• **Given text**
-- BEGIN --
Friday, October 12, 2012

Favorite Films of the 1970s

For me, the 1970s is the last decade of great film-making. No doubt this opinion reflects my age and a desire to hold on to that which I was introduced to in my formative years, but most classic film lovers will agree that production companies and directors since have shifted focus to younger audiences in the search for bigger box office. Yes, terrific films are still made, but there's seems to be fewer of them. Action is favored over character development and scripts, and CGI has replaced creative cinematography.

It's easy for me to identify plenty of great films through the decade of the 1970s. Picking just ten is tough. Here's my list for the decade.

The Last Picture Show (1971) - Peter Bogdanovich

Ruth Popper (Cloris Leachman) consoles Sonny (Timothy Bottoms)

Maybe the best film of the decade. Beautifully shot by Robert Surtees it contains great supporting performances. Sam the Lion's (Ben Johnson) soliloquy at the pond and Ruth Popper's reunion with Sonny in the film's final scene are as poignant as it gets. Both won deserved Academy Awards.
-- END --
• **Dataset excerpt**
-- BEGIN --
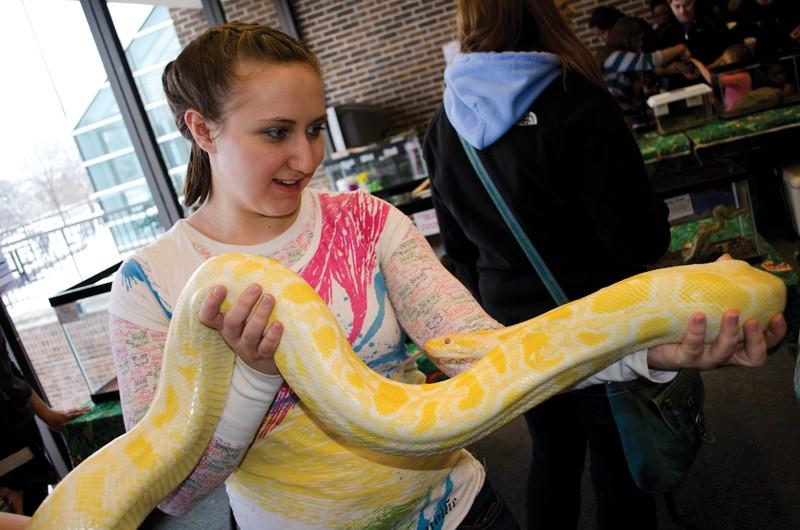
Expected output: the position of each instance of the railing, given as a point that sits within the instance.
(36, 256)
-- END --
Pick up the blog post on favorite 1970s films right after its last sentence and keep writing it. The lines are separate material, apart from the blog post on favorite 1970s films.

• **Exercise result**
The French Connection (1971) - William Friedkin

Smuggler Charnier (Fernando Rey) eludes Popeye on the subway.

A great adaptation of a dull novel by Robin Moore. The thrilling assassination attempt of Popeye and subsequent wild chase under the el never happened in real life, but Friedkin established a new bar for exciting action in crime films. A gritty game of cat and mouse between New York narcotic cops and drug smugglers.

The Godfather/The Godfather II (1972/1974) - Francis Ford Coppola

Two generations of Corleones.

In this story of a mafia family Brando came out of nowhere to produce one of the most iconic performances of the decade and win a second Best Actor Oscar. I like Pacino's work better as son Michael. The set decoration of early and mid-century New York is fabulous.

Summer of '42 (1971) - Robert Mulligan


Michel Legrand's haunting theme song seemed perfect for this story of loss, innocent first love, and friendship. Hermie, Oscy, and Benjie's adventures on Nantucket during the first summer of America's involvement in World War II are funny, ultimately sad, and timelessly universal and human. Age 15 at its initial release, it was easy to relate to Hermie and his feelings for the beautiful young woman down the beach. One look at Jennifer O'Neill explains it all.

Frenzy (1973) - Alfred Hitchcock

Another victim of the neck tie murderer.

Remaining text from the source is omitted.